**Required work:**
Find "Find the white paper" in the material below, then copy that line and every subsequent line to the end, exactly.

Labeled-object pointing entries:
-------------------------

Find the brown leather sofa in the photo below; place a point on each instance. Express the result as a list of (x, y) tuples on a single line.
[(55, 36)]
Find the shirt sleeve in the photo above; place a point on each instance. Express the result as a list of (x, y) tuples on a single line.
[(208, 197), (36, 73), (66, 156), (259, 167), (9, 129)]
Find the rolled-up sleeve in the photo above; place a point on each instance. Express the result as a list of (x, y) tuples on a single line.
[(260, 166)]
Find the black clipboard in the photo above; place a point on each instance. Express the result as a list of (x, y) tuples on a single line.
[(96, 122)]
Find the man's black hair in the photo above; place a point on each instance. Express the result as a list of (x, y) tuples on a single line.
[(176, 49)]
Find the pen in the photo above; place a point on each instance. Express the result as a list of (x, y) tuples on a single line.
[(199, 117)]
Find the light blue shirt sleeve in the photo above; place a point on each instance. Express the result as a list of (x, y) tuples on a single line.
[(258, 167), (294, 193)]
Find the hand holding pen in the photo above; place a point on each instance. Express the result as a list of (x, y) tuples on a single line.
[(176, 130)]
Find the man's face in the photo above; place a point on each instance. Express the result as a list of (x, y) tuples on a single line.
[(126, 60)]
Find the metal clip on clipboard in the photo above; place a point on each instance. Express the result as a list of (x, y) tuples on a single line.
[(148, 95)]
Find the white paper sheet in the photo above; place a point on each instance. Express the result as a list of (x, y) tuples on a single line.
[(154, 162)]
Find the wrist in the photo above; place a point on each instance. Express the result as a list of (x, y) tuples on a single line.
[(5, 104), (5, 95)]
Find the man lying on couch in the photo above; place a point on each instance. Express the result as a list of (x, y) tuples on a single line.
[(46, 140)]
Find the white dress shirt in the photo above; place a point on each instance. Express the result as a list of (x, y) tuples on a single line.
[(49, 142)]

-------------------------

**Answer to this problem:**
Find the white paper sheet in the photo above; place a point on each instance. Express the result as a list of (x, y) tuples on a single line.
[(154, 162)]
Find the wrist in the photo above; place a point on each instance. Express the result as a list of (x, y) tuples on a single line.
[(5, 104), (5, 95)]
Find the man lying on couch in the photo above; place a point on each instance. Express the result as a list of (x, y) tuples on a single line.
[(46, 140)]
Find the white dress shirt in the photo above; place a point on each instance. Express the result as a list of (x, y) tuples on a single line.
[(49, 142)]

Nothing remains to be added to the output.